▸ **Task**: Only the lines from the one with "Pin the sky, one" onward are wanted, through the last line of the entries, set down exactly.

▸ **Data shown**:
'''
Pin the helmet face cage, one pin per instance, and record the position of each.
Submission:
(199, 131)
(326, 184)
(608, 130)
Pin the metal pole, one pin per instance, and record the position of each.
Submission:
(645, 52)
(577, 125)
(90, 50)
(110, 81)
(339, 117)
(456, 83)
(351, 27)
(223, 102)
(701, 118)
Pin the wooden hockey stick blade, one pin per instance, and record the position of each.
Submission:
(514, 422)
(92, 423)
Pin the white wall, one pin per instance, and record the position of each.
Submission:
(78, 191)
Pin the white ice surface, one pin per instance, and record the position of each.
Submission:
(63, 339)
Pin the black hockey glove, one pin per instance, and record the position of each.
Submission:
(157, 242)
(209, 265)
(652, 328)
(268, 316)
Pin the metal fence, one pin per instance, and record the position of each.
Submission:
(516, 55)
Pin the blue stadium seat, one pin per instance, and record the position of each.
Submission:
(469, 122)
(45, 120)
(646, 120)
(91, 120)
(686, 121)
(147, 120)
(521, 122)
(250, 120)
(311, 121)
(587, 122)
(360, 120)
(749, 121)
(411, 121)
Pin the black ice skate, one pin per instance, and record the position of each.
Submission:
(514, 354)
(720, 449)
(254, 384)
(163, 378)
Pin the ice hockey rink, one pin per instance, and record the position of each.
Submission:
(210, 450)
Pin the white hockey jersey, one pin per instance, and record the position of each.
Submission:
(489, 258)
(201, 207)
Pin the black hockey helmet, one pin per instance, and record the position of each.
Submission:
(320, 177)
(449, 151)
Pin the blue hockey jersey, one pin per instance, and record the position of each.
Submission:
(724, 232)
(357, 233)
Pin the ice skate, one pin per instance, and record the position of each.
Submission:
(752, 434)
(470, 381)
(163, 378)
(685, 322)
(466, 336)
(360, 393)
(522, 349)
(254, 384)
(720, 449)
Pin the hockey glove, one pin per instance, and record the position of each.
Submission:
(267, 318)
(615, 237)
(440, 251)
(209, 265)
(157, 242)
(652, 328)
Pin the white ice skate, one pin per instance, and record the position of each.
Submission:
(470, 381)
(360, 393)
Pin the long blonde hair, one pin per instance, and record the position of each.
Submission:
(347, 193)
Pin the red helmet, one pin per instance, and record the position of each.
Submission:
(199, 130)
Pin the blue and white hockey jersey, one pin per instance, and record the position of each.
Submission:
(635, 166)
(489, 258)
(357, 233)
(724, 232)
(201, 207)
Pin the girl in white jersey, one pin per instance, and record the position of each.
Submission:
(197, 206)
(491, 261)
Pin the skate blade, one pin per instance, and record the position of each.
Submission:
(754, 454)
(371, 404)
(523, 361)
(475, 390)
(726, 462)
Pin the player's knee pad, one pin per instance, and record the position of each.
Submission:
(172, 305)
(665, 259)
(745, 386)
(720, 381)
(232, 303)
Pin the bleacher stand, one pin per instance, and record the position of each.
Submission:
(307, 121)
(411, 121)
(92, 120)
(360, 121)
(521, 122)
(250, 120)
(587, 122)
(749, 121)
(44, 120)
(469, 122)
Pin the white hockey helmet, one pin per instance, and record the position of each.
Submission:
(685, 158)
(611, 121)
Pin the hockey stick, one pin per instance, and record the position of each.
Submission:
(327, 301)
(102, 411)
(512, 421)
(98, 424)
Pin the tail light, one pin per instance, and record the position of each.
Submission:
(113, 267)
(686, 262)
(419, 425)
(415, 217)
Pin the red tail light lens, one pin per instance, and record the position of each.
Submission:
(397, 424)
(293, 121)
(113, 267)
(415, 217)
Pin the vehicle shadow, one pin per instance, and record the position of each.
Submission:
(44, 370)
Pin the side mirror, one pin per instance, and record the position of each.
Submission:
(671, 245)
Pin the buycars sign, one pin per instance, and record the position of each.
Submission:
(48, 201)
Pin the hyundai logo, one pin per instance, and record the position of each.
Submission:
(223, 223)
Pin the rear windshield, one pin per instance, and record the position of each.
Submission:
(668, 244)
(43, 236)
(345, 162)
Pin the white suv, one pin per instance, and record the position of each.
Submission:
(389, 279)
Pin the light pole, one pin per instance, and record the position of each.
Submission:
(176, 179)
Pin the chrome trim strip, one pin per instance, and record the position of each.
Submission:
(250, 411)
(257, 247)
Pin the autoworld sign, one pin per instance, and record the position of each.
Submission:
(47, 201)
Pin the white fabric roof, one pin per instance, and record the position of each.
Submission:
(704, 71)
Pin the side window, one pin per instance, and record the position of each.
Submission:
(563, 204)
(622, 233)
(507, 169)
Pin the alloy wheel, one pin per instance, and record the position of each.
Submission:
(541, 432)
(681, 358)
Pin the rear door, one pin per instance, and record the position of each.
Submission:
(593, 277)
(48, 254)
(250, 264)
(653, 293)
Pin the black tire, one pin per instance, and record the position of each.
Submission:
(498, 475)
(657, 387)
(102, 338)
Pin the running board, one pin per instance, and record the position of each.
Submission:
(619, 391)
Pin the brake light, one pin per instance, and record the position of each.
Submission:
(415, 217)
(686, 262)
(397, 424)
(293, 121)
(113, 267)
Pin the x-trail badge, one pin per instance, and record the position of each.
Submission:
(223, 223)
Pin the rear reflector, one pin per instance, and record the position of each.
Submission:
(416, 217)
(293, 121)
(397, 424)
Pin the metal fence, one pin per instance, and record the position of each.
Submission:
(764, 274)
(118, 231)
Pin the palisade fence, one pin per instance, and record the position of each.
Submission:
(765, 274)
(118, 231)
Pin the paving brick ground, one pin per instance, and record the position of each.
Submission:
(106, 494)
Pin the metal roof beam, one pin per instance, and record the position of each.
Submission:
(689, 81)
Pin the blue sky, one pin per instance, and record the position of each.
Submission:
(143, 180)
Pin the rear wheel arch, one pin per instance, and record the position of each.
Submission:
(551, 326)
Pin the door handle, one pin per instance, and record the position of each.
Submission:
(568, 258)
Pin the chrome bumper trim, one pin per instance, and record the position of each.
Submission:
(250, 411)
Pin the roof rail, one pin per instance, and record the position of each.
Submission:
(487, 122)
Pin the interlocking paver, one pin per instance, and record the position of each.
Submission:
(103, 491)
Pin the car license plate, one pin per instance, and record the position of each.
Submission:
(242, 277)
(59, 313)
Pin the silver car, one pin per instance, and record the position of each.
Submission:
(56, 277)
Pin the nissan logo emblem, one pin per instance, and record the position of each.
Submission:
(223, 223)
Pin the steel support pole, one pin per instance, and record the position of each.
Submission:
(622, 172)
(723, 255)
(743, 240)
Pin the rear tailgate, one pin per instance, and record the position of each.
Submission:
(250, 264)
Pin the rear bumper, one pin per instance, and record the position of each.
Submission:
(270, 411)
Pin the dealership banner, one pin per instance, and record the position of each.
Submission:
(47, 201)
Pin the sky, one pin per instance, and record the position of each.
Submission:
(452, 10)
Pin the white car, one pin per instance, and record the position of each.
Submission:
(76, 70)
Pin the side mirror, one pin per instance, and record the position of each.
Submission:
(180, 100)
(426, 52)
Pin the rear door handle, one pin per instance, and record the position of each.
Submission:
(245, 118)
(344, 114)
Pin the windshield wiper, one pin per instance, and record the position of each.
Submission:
'''
▸ **Answer section**:
Pin the sky, one pin per instance, and record the position of each.
Submission:
(452, 10)
Pin the white car, one pin per instance, and record the position of each.
Submission:
(76, 70)
Pin the side mirror, one pin per instance, and record the position of each.
Submission:
(180, 100)
(426, 52)
Pin the rear door handle, one pin per instance, and record the position of each.
Submission:
(245, 118)
(344, 114)
Pin the windshield wiper, one pin per instance, and record the position of each.
Submission:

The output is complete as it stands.